### Work required
Pull out every line from the line containing "Detect windshield wiper." through the end of the material, both ends included, and reproduce it exactly. Keep pictures out.
[[ Records supplied open ]]
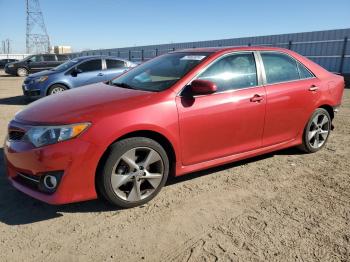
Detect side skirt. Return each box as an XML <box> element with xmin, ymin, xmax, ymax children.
<box><xmin>175</xmin><ymin>138</ymin><xmax>301</xmax><ymax>176</ymax></box>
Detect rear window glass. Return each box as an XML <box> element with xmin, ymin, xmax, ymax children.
<box><xmin>106</xmin><ymin>59</ymin><xmax>125</xmax><ymax>69</ymax></box>
<box><xmin>57</xmin><ymin>55</ymin><xmax>69</xmax><ymax>61</ymax></box>
<box><xmin>43</xmin><ymin>55</ymin><xmax>56</xmax><ymax>62</ymax></box>
<box><xmin>297</xmin><ymin>62</ymin><xmax>314</xmax><ymax>79</ymax></box>
<box><xmin>77</xmin><ymin>59</ymin><xmax>102</xmax><ymax>72</ymax></box>
<box><xmin>261</xmin><ymin>52</ymin><xmax>300</xmax><ymax>84</ymax></box>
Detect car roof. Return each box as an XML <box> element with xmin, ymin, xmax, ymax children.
<box><xmin>71</xmin><ymin>55</ymin><xmax>131</xmax><ymax>62</ymax></box>
<box><xmin>172</xmin><ymin>46</ymin><xmax>290</xmax><ymax>54</ymax></box>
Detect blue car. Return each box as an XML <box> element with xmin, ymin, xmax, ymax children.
<box><xmin>22</xmin><ymin>56</ymin><xmax>136</xmax><ymax>98</ymax></box>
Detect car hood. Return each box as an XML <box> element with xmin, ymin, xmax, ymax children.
<box><xmin>15</xmin><ymin>82</ymin><xmax>154</xmax><ymax>124</ymax></box>
<box><xmin>27</xmin><ymin>70</ymin><xmax>58</xmax><ymax>78</ymax></box>
<box><xmin>5</xmin><ymin>61</ymin><xmax>17</xmax><ymax>67</ymax></box>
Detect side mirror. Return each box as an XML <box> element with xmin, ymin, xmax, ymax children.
<box><xmin>190</xmin><ymin>79</ymin><xmax>217</xmax><ymax>95</ymax></box>
<box><xmin>71</xmin><ymin>68</ymin><xmax>82</xmax><ymax>77</ymax></box>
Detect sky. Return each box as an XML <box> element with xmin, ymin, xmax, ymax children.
<box><xmin>0</xmin><ymin>0</ymin><xmax>350</xmax><ymax>53</ymax></box>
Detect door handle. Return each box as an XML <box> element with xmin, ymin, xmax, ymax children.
<box><xmin>309</xmin><ymin>85</ymin><xmax>319</xmax><ymax>91</ymax></box>
<box><xmin>97</xmin><ymin>73</ymin><xmax>104</xmax><ymax>76</ymax></box>
<box><xmin>250</xmin><ymin>94</ymin><xmax>264</xmax><ymax>102</ymax></box>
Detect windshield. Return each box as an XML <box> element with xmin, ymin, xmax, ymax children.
<box><xmin>110</xmin><ymin>52</ymin><xmax>211</xmax><ymax>92</ymax></box>
<box><xmin>20</xmin><ymin>55</ymin><xmax>33</xmax><ymax>62</ymax></box>
<box><xmin>52</xmin><ymin>59</ymin><xmax>79</xmax><ymax>71</ymax></box>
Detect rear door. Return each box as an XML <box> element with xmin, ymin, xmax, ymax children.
<box><xmin>68</xmin><ymin>59</ymin><xmax>104</xmax><ymax>87</ymax></box>
<box><xmin>260</xmin><ymin>51</ymin><xmax>321</xmax><ymax>146</ymax></box>
<box><xmin>103</xmin><ymin>59</ymin><xmax>127</xmax><ymax>81</ymax></box>
<box><xmin>176</xmin><ymin>52</ymin><xmax>266</xmax><ymax>165</ymax></box>
<box><xmin>57</xmin><ymin>54</ymin><xmax>69</xmax><ymax>65</ymax></box>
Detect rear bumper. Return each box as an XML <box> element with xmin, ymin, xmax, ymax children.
<box><xmin>3</xmin><ymin>136</ymin><xmax>104</xmax><ymax>205</ymax></box>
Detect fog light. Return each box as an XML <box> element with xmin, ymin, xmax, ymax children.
<box><xmin>43</xmin><ymin>175</ymin><xmax>57</xmax><ymax>190</ymax></box>
<box><xmin>39</xmin><ymin>171</ymin><xmax>63</xmax><ymax>194</ymax></box>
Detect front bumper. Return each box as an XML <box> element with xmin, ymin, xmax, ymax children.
<box><xmin>22</xmin><ymin>79</ymin><xmax>45</xmax><ymax>98</ymax></box>
<box><xmin>4</xmin><ymin>134</ymin><xmax>103</xmax><ymax>205</ymax></box>
<box><xmin>4</xmin><ymin>66</ymin><xmax>17</xmax><ymax>75</ymax></box>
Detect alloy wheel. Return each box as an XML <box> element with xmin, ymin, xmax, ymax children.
<box><xmin>17</xmin><ymin>68</ymin><xmax>27</xmax><ymax>77</ymax></box>
<box><xmin>111</xmin><ymin>147</ymin><xmax>164</xmax><ymax>202</ymax></box>
<box><xmin>308</xmin><ymin>112</ymin><xmax>330</xmax><ymax>149</ymax></box>
<box><xmin>50</xmin><ymin>87</ymin><xmax>66</xmax><ymax>94</ymax></box>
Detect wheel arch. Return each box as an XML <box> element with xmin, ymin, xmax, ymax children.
<box><xmin>318</xmin><ymin>104</ymin><xmax>334</xmax><ymax>120</ymax></box>
<box><xmin>94</xmin><ymin>129</ymin><xmax>177</xmax><ymax>197</ymax></box>
<box><xmin>46</xmin><ymin>82</ymin><xmax>70</xmax><ymax>96</ymax></box>
<box><xmin>16</xmin><ymin>66</ymin><xmax>29</xmax><ymax>75</ymax></box>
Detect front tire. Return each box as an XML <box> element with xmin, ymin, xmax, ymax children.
<box><xmin>48</xmin><ymin>84</ymin><xmax>67</xmax><ymax>96</ymax></box>
<box><xmin>299</xmin><ymin>108</ymin><xmax>331</xmax><ymax>153</ymax></box>
<box><xmin>17</xmin><ymin>67</ymin><xmax>28</xmax><ymax>77</ymax></box>
<box><xmin>98</xmin><ymin>137</ymin><xmax>169</xmax><ymax>208</ymax></box>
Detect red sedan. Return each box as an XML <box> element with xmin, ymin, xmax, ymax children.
<box><xmin>4</xmin><ymin>47</ymin><xmax>344</xmax><ymax>208</ymax></box>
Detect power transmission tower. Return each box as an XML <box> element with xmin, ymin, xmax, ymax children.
<box><xmin>1</xmin><ymin>39</ymin><xmax>11</xmax><ymax>54</ymax></box>
<box><xmin>26</xmin><ymin>0</ymin><xmax>51</xmax><ymax>54</ymax></box>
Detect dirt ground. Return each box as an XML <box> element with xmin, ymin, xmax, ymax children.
<box><xmin>0</xmin><ymin>71</ymin><xmax>349</xmax><ymax>262</ymax></box>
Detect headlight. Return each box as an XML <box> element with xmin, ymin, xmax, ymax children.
<box><xmin>35</xmin><ymin>76</ymin><xmax>49</xmax><ymax>83</ymax></box>
<box><xmin>23</xmin><ymin>123</ymin><xmax>90</xmax><ymax>147</ymax></box>
<box><xmin>8</xmin><ymin>64</ymin><xmax>14</xmax><ymax>68</ymax></box>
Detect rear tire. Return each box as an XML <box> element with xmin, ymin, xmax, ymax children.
<box><xmin>48</xmin><ymin>84</ymin><xmax>67</xmax><ymax>96</ymax></box>
<box><xmin>98</xmin><ymin>137</ymin><xmax>169</xmax><ymax>208</ymax></box>
<box><xmin>17</xmin><ymin>67</ymin><xmax>28</xmax><ymax>77</ymax></box>
<box><xmin>299</xmin><ymin>108</ymin><xmax>331</xmax><ymax>153</ymax></box>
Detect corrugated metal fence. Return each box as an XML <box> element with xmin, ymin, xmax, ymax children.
<box><xmin>71</xmin><ymin>28</ymin><xmax>350</xmax><ymax>74</ymax></box>
<box><xmin>0</xmin><ymin>54</ymin><xmax>30</xmax><ymax>60</ymax></box>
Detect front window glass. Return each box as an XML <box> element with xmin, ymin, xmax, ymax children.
<box><xmin>197</xmin><ymin>53</ymin><xmax>258</xmax><ymax>91</ymax></box>
<box><xmin>53</xmin><ymin>59</ymin><xmax>79</xmax><ymax>71</ymax></box>
<box><xmin>110</xmin><ymin>52</ymin><xmax>211</xmax><ymax>92</ymax></box>
<box><xmin>30</xmin><ymin>55</ymin><xmax>44</xmax><ymax>62</ymax></box>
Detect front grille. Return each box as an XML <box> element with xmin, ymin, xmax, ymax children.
<box><xmin>8</xmin><ymin>130</ymin><xmax>25</xmax><ymax>141</ymax></box>
<box><xmin>24</xmin><ymin>78</ymin><xmax>32</xmax><ymax>84</ymax></box>
<box><xmin>23</xmin><ymin>90</ymin><xmax>41</xmax><ymax>97</ymax></box>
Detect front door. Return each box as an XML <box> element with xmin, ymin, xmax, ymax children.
<box><xmin>176</xmin><ymin>52</ymin><xmax>266</xmax><ymax>166</ymax></box>
<box><xmin>69</xmin><ymin>59</ymin><xmax>104</xmax><ymax>87</ymax></box>
<box><xmin>27</xmin><ymin>55</ymin><xmax>45</xmax><ymax>72</ymax></box>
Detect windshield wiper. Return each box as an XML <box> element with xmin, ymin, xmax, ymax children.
<box><xmin>110</xmin><ymin>82</ymin><xmax>136</xmax><ymax>90</ymax></box>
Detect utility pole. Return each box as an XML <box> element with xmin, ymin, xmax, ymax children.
<box><xmin>26</xmin><ymin>0</ymin><xmax>50</xmax><ymax>54</ymax></box>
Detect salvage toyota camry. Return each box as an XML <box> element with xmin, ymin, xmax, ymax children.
<box><xmin>4</xmin><ymin>47</ymin><xmax>344</xmax><ymax>208</ymax></box>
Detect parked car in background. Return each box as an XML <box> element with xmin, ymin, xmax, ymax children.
<box><xmin>4</xmin><ymin>47</ymin><xmax>344</xmax><ymax>208</ymax></box>
<box><xmin>0</xmin><ymin>59</ymin><xmax>18</xmax><ymax>69</ymax></box>
<box><xmin>22</xmin><ymin>56</ymin><xmax>136</xmax><ymax>98</ymax></box>
<box><xmin>4</xmin><ymin>54</ymin><xmax>69</xmax><ymax>76</ymax></box>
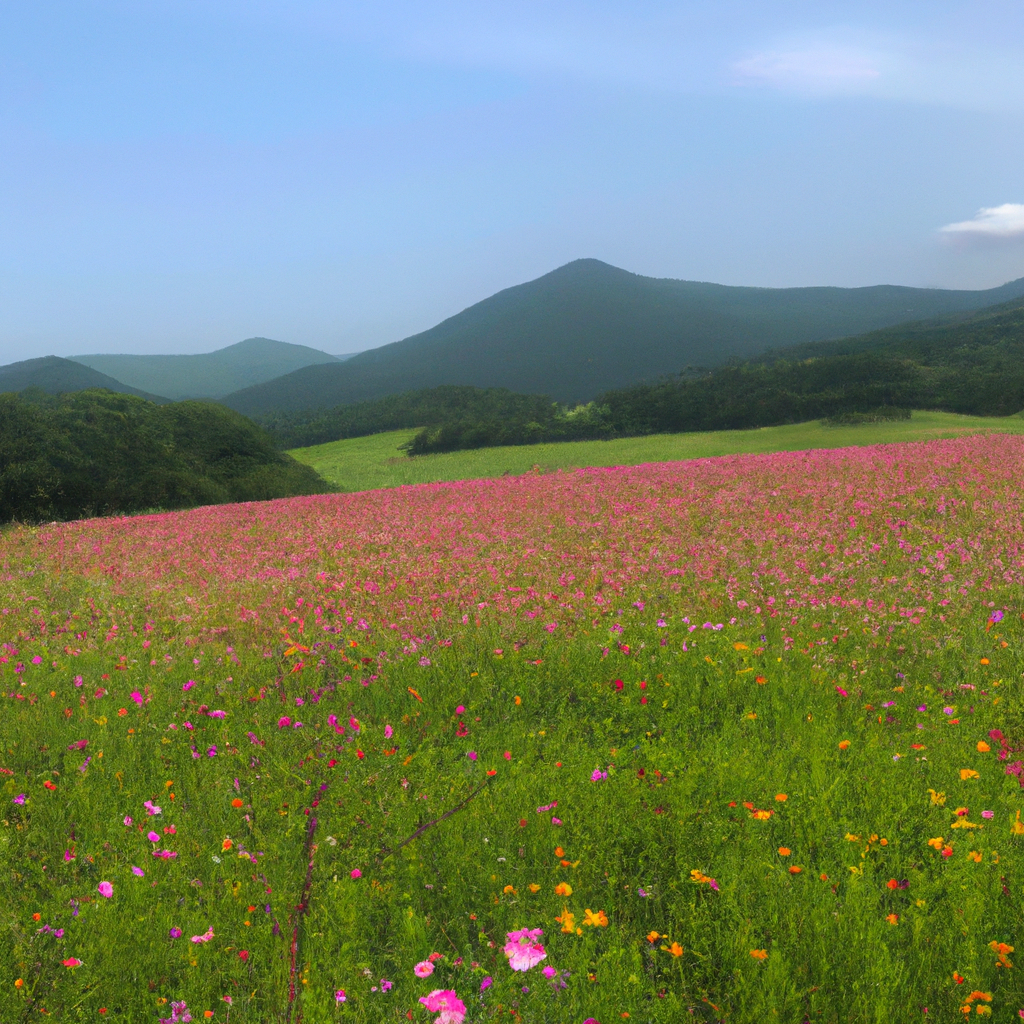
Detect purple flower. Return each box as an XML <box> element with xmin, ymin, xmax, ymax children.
[[ Records supplied closed ]]
### Answer to this problem
Detect windshield wiper. Return each box as an XML <box> element with xmin, ymin, xmax, ymax children.
<box><xmin>110</xmin><ymin>82</ymin><xmax>136</xmax><ymax>90</ymax></box>
Detect utility pole. Return each box as an XML <box> element with xmin, ymin, xmax, ymax children.
<box><xmin>26</xmin><ymin>0</ymin><xmax>50</xmax><ymax>54</ymax></box>
Detect salvage toyota camry. Return each box as an XML <box> element with xmin, ymin, xmax, ymax children.
<box><xmin>4</xmin><ymin>47</ymin><xmax>344</xmax><ymax>208</ymax></box>
Detect parked car in background. Return each box as an XML <box> element with xmin, ymin, xmax, ymax children.
<box><xmin>4</xmin><ymin>47</ymin><xmax>344</xmax><ymax>208</ymax></box>
<box><xmin>0</xmin><ymin>59</ymin><xmax>18</xmax><ymax>69</ymax></box>
<box><xmin>22</xmin><ymin>56</ymin><xmax>136</xmax><ymax>98</ymax></box>
<box><xmin>4</xmin><ymin>54</ymin><xmax>69</xmax><ymax>76</ymax></box>
Detect purple flower. Return each box as an XML <box> element with xmin, ymin, xmax, ymax children.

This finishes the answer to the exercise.